__Texte à analyser__:
'''
Vortex, Alzheimer en split-screen : entretien avec le comédien Dario Argento

Le dernier film du sulfureux réalisateur franco-argentin Gaspar Noé, Vortex, est sorti cette semaine dans les salles obscures. L’histoire ? Celle d’un couple âgé vivant dans un appartement parisien entourés de livres et de souvenirs. Il est cinéphile, historien et théoricien du cinéma ; elle est psychanalyste à la retraite et atteinte de la maladie d’Alzheimer. Amoureux, ils vont vivre leurs derniers jours. Entretien avec l’acteur.


C’est la première fois que vous tenez le rôle principal d’un film.
J’ai été le narrateur de plusieurs de mes films, dont Suspiria, Opera ou Tenebrae et l’on voit mes mains qui poignardent des femmes dans les giallos. Gaspar est un de mes grands amis, nous nous connaissons depuis plus de vingt ans.
 
Il m’a supplié, m’a dit que le film était écrit pour moi, tout mon entourage m’a conseillé de tourner dans Vortex. Pourtant, quand Gaspar est venu me voir à Rome et m’a fait visionner son film Love, à dix heures du matin, je dois vous avouer que j’ai eu un gros doute...
 
C’est ma fille, Asia, qui m’a finalement convaincu. Et à 80 ans, j’ai donc accepté de jouer un premier rôle, en français en plus. J’y ai mis toute ma volonté, toute ma force, tout mon être.
 
Qu’avez-vous pensé du scénario ?
Mais il n’y avait pas de scénario, juste une quinzaine de pages. Avec mes deux partenaires, nous avons improvisé tout le film. Gaspar nous parlait d’une situation, et nous improvisions plus ou moins longtemps.

Mais ce n’était pas vraiment compliqué, je pense que cela aurait été plus dur pour moi avec un vrai scénario, des dialogues à respecter, alors que j’ai des difficultés avec le français. Il fallait aller chercher la vérité au plus profond de moi, de mes sentiments.
'''
__Données du corpus__:
'''
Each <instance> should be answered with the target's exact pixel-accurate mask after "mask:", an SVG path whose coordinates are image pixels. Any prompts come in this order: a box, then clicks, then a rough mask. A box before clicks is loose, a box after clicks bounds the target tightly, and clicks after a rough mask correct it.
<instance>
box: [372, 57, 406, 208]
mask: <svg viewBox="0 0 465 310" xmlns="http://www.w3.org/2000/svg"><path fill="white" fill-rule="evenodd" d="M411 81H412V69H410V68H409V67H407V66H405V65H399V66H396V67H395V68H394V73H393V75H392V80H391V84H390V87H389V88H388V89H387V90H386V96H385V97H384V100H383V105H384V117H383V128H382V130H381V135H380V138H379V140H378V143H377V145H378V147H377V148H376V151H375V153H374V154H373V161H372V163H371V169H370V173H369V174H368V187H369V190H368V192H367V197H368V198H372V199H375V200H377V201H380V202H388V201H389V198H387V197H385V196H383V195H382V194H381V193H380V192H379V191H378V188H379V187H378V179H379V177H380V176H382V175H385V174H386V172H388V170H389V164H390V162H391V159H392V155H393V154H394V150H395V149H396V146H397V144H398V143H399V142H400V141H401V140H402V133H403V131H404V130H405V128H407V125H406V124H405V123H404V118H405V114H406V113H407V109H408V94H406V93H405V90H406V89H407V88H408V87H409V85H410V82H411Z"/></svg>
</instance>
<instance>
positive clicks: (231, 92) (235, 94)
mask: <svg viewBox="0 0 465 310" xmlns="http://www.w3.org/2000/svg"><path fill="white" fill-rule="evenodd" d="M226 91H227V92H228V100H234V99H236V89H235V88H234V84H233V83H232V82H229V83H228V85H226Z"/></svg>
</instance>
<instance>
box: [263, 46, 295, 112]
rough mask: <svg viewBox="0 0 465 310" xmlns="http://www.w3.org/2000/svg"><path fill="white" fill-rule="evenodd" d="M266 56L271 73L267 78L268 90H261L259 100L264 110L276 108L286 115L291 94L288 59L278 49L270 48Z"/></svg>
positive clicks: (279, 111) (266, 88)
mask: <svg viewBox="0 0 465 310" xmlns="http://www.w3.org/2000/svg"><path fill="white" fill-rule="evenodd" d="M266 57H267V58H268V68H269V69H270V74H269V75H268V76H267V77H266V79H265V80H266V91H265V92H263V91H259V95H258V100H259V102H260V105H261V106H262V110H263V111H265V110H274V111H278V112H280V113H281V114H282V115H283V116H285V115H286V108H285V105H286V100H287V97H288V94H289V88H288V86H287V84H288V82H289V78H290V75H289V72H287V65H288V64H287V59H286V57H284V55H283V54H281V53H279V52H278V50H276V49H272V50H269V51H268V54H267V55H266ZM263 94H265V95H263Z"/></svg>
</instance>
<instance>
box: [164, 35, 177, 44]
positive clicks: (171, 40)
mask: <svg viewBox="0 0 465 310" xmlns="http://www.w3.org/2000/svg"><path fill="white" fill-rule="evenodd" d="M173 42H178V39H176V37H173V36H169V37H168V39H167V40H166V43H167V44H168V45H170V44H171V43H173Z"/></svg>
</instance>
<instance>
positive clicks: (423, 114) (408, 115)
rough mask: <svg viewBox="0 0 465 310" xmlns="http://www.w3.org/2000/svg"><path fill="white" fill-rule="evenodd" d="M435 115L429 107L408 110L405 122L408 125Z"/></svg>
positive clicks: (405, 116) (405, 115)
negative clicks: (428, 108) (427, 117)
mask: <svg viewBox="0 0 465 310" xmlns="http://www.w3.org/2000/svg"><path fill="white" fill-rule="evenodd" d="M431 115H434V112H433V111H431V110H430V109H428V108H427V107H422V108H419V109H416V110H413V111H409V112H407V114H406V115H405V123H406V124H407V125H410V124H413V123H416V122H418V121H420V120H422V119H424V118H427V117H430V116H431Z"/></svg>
'''
__Action à mener A__:
Selon l'entretien sur Vortex, pourquoi Dario Argento juge-t-il que l'improvisation n'était pas vraiment compliquée pour lui ? Répondez en une à trois phrases.
__Action à mener B__:
Donnez la suite de l'entretien sur Vortex, s'il vous plaît, en partant de sa dernière phrase.

__Résultat obtenu A__:
Il pense qu'un vrai scénario, avec des dialogues à respecter, aurait été plus dur pour lui, car il a des difficultés avec le français.

__Résultat obtenu B__:
 
Votre expérience de metteur en scène vous a-t-elle servie pour incarner un personnage ?
Bien sûr. Pendant des années, j’ai dirigé des comédiens, j’étais à leurs côtés. Et je m’en suis souvenu. Sur Vortex, c’était parfois très technique, à cause du tournage avec deux caméras et du split screen, avec de nombreuses prises, même si je tourne moi aussi mes films avec deux caméras.
 
En tant qu’acteur, tu n’y penses pas, tu penses à tes marques, à ce que tu dois dire, mais pas aux
caméras. Gaspar cadrait lui-même, il était derrière une des caméras, il participait et parlait beaucoup
aux comédiens. Mais c’était très fatigant. On tournait plusieurs fois de suite la même scène,
mais je ne me souvenais pas de mes improvisations et donc je faisais autre chose...
 
Les séances d’improvisation étaient parfois très longues, je me souviens notamment de ma discussion au téléphone avec mon ami le critique Jean-Baptiste Thoret, cela a duré 31 minutes !
 
D’ailleurs, vous interprétez un critique de cinéma.
Vous savez, j’ai commencé ma carrière comme critique. Avant d’écrire le scénario d’Il était une fois dans l’Ouest pour Sergio Leone et de devenir metteur en scène, j’étais critique de cinéma, notamment pour le quotidien romain Paese Sera. Pour Vortex, Gaspar m’a demandé quelle était la profession de
mon personnage et j’ai pensé à critique de cinéma.
 
Un mot. sur vos partenaires, Françoise Lebrun et Alex Lutz.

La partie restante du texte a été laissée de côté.